▶ **Texte fourni**
◆ ◆ ◆ ◆

Des milliers de manifestants défilaient mardi à Paris et dans les grandes villes avec l’objectif de «se faire entendre encore plus fort», lors d’une sixième journée de mobilisation contre le projet de loi travail, démarrée à l’aube par des barrages de routiers.
A Paris, plusieurs milliers de personnes ont commencé à défiler peu avant 14h30. «Retrait, retrait de cette loi du pognon, c’est la loi des patrons», crachait la sono en tête de cortège.
En régions, les manifestations ont rassemblé entre 3 500 (police) et 10 000 personnes (syndicats) à Nantes où des affrontements ont éclaté, 6 800 à 80 000 à Marseille, 2 300 à 8 000 à Toulouse, 1 700 à 7 000 à Lyon, 1 400 à 3 000 à Montpellier, entre 1 100 et 2 000 à Rennes ou encore 1 600 à 7 000 à Grenoble, selon les sources.
A Marseille, plusieurs centaines de personnes derrière une banderole «jeunes13énervés» se sont placés en amont du cortège officiel, que les organisateurs ont arrêté plusieurs fois pour éviter une jonction. Le service de sécurité a été musclé. «On veut montrer au public et aux pouvoirs publics qu’on fait tout pour éviter les débordements», a expliqué un membre du service d’ordre syndical phocéen.
Le service d’ordre (SO) de la CGT, attaqué par des manifestants le 12 mai, était aussi très visible à Paris où des jeunes criaient encore «SO collabos». Les casseurs, «ça suffit et ça ne pourra pas rester sans réponse», a prévenu mardi matin François Hollande. Le président a assuré qu’il ne «céderait pas» sur une réforme qui «a été discutée», «concertée» et «corrigée».
La journée d’action de mardi et celle prévue jeudi, à l’initiative de sept syndicats (CGT, FO, FSU, Solidaires, Unef, UNL et Fidl), sont les sixième et septième en un peu plus de deux mois pour contester le texte de la ministre du Travail Myriam El Khomri, jugé trop favorable aux entreprises. «Avec cette loi, les patrons feront ce qu’ils veulent des salariés», résume Eric Sarcinella, un électricien de 52 ans défilant à Lyon.
«Oreilles bouchées»
Adopté sans vote en première lecture la semaine dernière après un recours à l’article 49-3, le projet instaure la primauté des accords d’entreprise sur ceux de branche en matière de temps de travail. Avec un accord d’entreprise, la majoration des heures supplémentaires pourra être baissée à 10% au lieu des 25% généralement pratiqués. Un dispositif qui fait craindre notamment aux routiers une chute de leur rémunération.

◆ ◆ ◆ ◆

Enregistrements sources
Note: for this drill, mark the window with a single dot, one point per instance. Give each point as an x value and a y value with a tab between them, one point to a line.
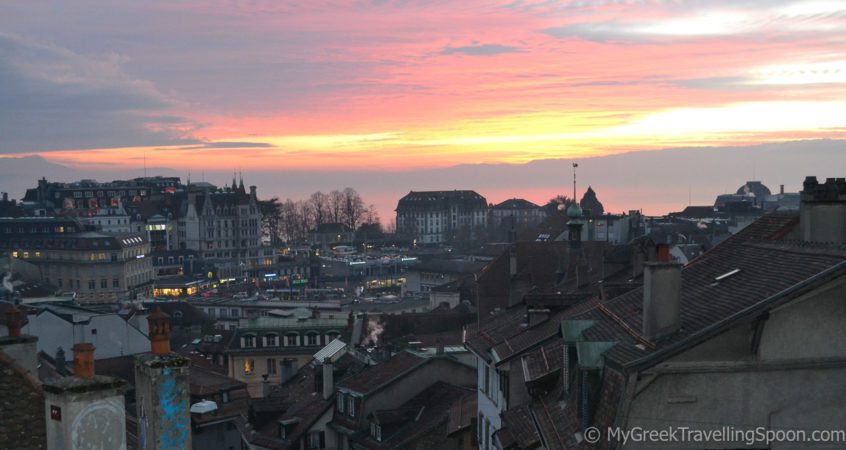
316	439
351	406
376	431
340	402
290	340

◆ ◆ ◆ ◆

▶ **Tâche courte 1**
Recopiez à l'identique l'ensemble des lignes de la liste, sans y faire figurer les images.
▶ **Tâche courte 2**
Reprenez l'article sur les manifestations contre la loi travail et prolongez-le à la suite de sa dernière phrase.

▶ **Réponse 1**
Note: for this drill, mark the window with a single dot, one point per instance. Give each point as an x value and a y value with a tab between them, one point to a line.
316	439
351	406
376	431
340	402
290	340

▶ **Réponse 2**
Des actions lancées à l’aube par les fédérations des transports CGT et FO ont conduit à la paralysie de la zone portuaire et industrielle du Havre, du port de Saint-Nazaire et de la raffinerie de Donges, près de Nantes. Opération escargot à Rennes, barrage filtrant à Caen, manifestation sur l’autoroute au Mans, blocage d’un centre logistique près de Lille, d’une centrale d’achat bordelaise… Des barrages filtrants ont aussi été installés à l’aéroport de Perpignan ou encore à Fos-sur-Mer.
A un mois de l’Euro de football en France, des grèves reconductibles étaient également annoncées chez les dockers, marins, facteurs, et à partir de mercredi à la SNCF, où des revendications internes s’ajoutent au rejet de la loi travail. La SNCF prévoit un TER sur deux, 40% des Intercités, deux TGV sur trois et, en Ile-de-France, 3 RER sur 4. Des perturbations sont également attendues dans les airs jeudi.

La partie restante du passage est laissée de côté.